Article:
^^^^^^^^^^^^^^^^
- Cover of volume 1 of the light novel series

永遠のフィレーナ (Eien no Firēna)
- Genre: Fantasy
- Written by: Takeshi Shudo
- Illustrated by: Akemi Takada
- Published by: Tokuma Shoten
- Magazine: Animage
- Original run: August 10, 1984 – April 1994
- Volumes: 9 (List of volumes)
- Directed by: Yoshikata Nitta
- Produced by: Yukio Kikukawa Michio Yoko
- Written by: Takeshi Shudo
- Music by: JINMO Masanori Iimori
- Studio: Pierrot
- Released: December 21, 1992 – February 25, 1993
- Runtime: 30 minutes each
- Episodes: 6 (List of episodes)
- Developer: Tokuma Shoten Intermedia
- Publisher: Tokuma Shoten
- Genre: Role-playing video game
- Platform: Super Famicom
- Released: February 25, 1995

= Eternal Filena =

Media franchise

Eternal Filena (永遠のフィレーナ, Eien no Firēna) is a fantasy light novel series written by Takeshi Shudo and illustrated by Akemi Takada, which was serialized in the Japanese anime and entertainment magazine Animage from 1984 to 1994. The series has been collected into nine volumes published by Tokuma Shoten. An OVA series based on the novels was released from 1992 to 1993. The novel series was also adapted into a role-playing video game released by Tokuma Shoten for the Super Famicom in 1995. It was only released commercially in Japan.

==Plot==
Eternal Filena follows the adventures of Filena, the only survivor of the royal family in the ocean kingdom of Filosena which is destroyed by the ruling Devis Empire. Now part of the Empire's Clechia caste, slaves and second-rate citizens, Filena is raised as a boy by her adoptive grandfather Zenna so that she can be trained a battler, a warrior who takes part in gladiatorial styled games designed by the Empire to keep the masses happy. Filena befriends Lila, a slave assigned to be Filena's bed-mate before her first battler match, and sets off on a journey with Lila to free her homeland from tyranny and discover her true past.

==Characters==
- Filena (フィレーナ)

The main character of the series, she is a princess who was raised as a boy after her kingdom was conquered. She is a battler taught to fight at the age of six by her adoptive grandfather Zenna. She enters the battler fights to win her freedom but finds out later the fights are not what they appear. Upon learning her lineage Filena sets off on a journey with Lila to free her homeland from tyranny and discover her true past. Filena's personality is serious and straightforward, she frequently bickers with Lila but the two share a strong bond and as the story progresses the two develop a relationship.
- Lila (リラ)

A slave assigned to be Filena's bed-mate before her first battler match, after Filena ignores her advances she laments that she will be punished for not performing her role which prompts Filena to tell Lila the truth about her gender, as well as cover for Lila so she will not be punished. Once Filena wins her first bout she requests to marry Lila so that Lila will not be made to be another battler's bed-mate. While their marriage is initially for Lila's protection, Lila quickly develops feelings for Filena and often refers to herself as Filena's wife. She is shown to get very emotional in moments of joy much to Filena's chagrin.
^^^^^^^^^^^^^^^^
Given entries:

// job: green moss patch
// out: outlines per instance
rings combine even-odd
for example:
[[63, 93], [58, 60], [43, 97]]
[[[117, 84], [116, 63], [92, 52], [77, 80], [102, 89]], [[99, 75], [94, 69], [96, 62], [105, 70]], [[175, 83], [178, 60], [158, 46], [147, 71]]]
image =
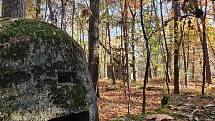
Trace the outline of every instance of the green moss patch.
[[54, 104], [60, 105], [60, 107], [71, 110], [86, 109], [86, 90], [81, 85], [61, 85], [59, 88], [53, 89], [52, 93], [54, 94]]
[[0, 37], [30, 37], [33, 39], [42, 38], [71, 42], [70, 36], [60, 28], [43, 21], [30, 19], [3, 21]]

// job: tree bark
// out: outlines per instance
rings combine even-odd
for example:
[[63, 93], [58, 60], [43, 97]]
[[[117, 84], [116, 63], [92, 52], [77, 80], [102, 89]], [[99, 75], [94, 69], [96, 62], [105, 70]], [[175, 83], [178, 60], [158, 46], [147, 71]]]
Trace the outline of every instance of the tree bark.
[[89, 19], [88, 33], [88, 69], [94, 84], [95, 90], [98, 86], [99, 68], [99, 0], [90, 0], [90, 10], [92, 15]]
[[149, 42], [146, 35], [145, 25], [144, 25], [144, 18], [143, 18], [143, 0], [140, 0], [140, 18], [141, 18], [141, 27], [143, 32], [143, 37], [145, 40], [145, 46], [146, 46], [146, 69], [145, 69], [145, 76], [143, 81], [143, 104], [142, 104], [142, 113], [145, 113], [146, 111], [146, 84], [148, 82], [148, 76], [149, 76], [149, 67], [150, 67], [150, 50], [149, 50]]
[[56, 16], [56, 11], [54, 9], [54, 4], [55, 2], [52, 0], [47, 1], [47, 5], [49, 8], [49, 19], [51, 20], [51, 23], [54, 25], [57, 25], [57, 16]]
[[2, 17], [17, 18], [24, 17], [24, 0], [2, 0]]
[[174, 11], [174, 94], [180, 93], [179, 88], [179, 33], [178, 33], [178, 16], [180, 14], [179, 1], [173, 1]]
[[161, 14], [161, 25], [162, 25], [163, 39], [164, 39], [165, 50], [166, 50], [165, 83], [166, 83], [166, 86], [167, 86], [167, 92], [169, 94], [170, 93], [170, 91], [169, 91], [169, 81], [170, 81], [170, 78], [169, 78], [169, 57], [170, 57], [170, 55], [169, 55], [169, 48], [168, 48], [168, 45], [167, 45], [166, 32], [165, 32], [165, 28], [164, 28], [163, 4], [162, 4], [161, 0], [160, 0], [160, 10], [161, 10], [160, 14]]
[[41, 19], [40, 13], [41, 13], [41, 0], [36, 0], [36, 18]]

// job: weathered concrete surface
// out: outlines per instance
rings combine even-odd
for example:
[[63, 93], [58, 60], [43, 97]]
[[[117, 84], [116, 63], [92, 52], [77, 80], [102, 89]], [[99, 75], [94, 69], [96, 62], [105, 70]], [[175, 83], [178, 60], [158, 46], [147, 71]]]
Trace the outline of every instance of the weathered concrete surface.
[[0, 30], [0, 120], [49, 120], [88, 111], [96, 95], [81, 47], [59, 28], [7, 20]]

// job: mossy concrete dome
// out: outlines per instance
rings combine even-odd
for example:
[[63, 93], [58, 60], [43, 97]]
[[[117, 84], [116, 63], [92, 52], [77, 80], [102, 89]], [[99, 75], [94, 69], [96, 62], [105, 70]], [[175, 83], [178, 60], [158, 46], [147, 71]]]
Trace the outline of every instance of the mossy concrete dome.
[[0, 120], [50, 120], [89, 111], [96, 95], [82, 48], [42, 21], [4, 20], [0, 30]]

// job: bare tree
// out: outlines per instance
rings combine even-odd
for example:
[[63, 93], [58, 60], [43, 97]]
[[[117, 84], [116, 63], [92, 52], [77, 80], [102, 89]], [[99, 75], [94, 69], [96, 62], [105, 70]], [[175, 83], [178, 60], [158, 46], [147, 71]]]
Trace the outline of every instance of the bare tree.
[[24, 0], [2, 0], [2, 17], [24, 17]]

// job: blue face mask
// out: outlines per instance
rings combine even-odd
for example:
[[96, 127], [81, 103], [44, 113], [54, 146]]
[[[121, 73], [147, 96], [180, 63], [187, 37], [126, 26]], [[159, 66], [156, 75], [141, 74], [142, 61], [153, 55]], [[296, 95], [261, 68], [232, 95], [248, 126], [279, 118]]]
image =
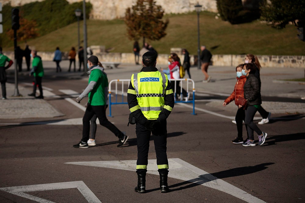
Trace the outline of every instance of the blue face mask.
[[236, 72], [236, 75], [237, 75], [237, 77], [240, 78], [240, 76], [242, 75], [242, 73], [241, 72]]

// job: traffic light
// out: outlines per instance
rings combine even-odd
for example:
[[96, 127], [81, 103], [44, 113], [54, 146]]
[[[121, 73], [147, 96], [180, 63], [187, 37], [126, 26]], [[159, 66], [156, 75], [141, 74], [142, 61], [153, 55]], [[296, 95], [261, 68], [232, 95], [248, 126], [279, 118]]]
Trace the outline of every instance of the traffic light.
[[305, 41], [305, 33], [304, 33], [304, 30], [305, 28], [304, 28], [304, 26], [305, 24], [304, 22], [299, 21], [298, 22], [298, 32], [299, 34], [298, 34], [298, 37], [303, 42]]
[[12, 9], [12, 29], [13, 30], [18, 30], [20, 27], [19, 19], [19, 9]]

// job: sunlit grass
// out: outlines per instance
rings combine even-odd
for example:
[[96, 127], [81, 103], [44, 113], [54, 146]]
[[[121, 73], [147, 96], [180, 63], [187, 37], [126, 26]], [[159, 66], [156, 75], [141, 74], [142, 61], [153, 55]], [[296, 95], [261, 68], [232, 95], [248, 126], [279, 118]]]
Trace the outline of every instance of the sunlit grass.
[[[258, 20], [232, 25], [216, 19], [216, 14], [202, 12], [200, 16], [200, 44], [205, 45], [214, 54], [302, 55], [305, 43], [297, 36], [296, 27], [288, 25], [276, 30]], [[168, 54], [171, 47], [185, 48], [191, 54], [197, 49], [197, 16], [194, 12], [166, 16], [170, 23], [167, 34], [159, 41], [149, 41], [159, 53]], [[83, 38], [83, 22], [80, 23], [81, 38]], [[133, 42], [126, 35], [126, 27], [121, 19], [87, 21], [88, 44], [113, 48], [113, 52], [130, 52]], [[139, 40], [140, 45], [142, 39]], [[57, 46], [68, 51], [77, 46], [77, 23], [75, 23], [28, 42], [40, 51], [54, 51]], [[19, 43], [21, 47], [24, 44]], [[83, 45], [81, 43], [81, 45]], [[13, 50], [13, 47], [6, 47]]]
^^^^^^^^^^^^^^^^
Problems:
1. Answer these questions from the Eternal Filena article:
(a) Who illustrated the light novel series?
(b) Which empire destroyed the ocean kingdom of Filosena?
(c) At what age was Filena taught to fight?
2. Please arrange the lines of the rows as a JSON list of strings, one string per line and blank lines left out, starting at the line that contains "job: bare tree" and ending at the line that contains "[[24, 0], [2, 0], [2, 17], [24, 17]]", with both included.
The article about Eternal Filena and the rows have no connection to each other.

Results of the tasks:
1.
(a) Akemi Takada
(b) The Devis Empire
(c) Six

2.
[
  "// job: bare tree",
  "// out: outlines per instance",
  "rings combine even-odd",
  "for example:",
  "[[63, 93], [58, 60], [43, 97]]",
  "[[[117, 84], [116, 63], [92, 52], [77, 80], [102, 89]], [[99, 75], [94, 69], [96, 62], [105, 70]], [[175, 83], [178, 60], [158, 46], [147, 71]]]",
  "Trace the outline of every instance of the bare tree.",
  "[[24, 0], [2, 0], [2, 17], [24, 17]]"
]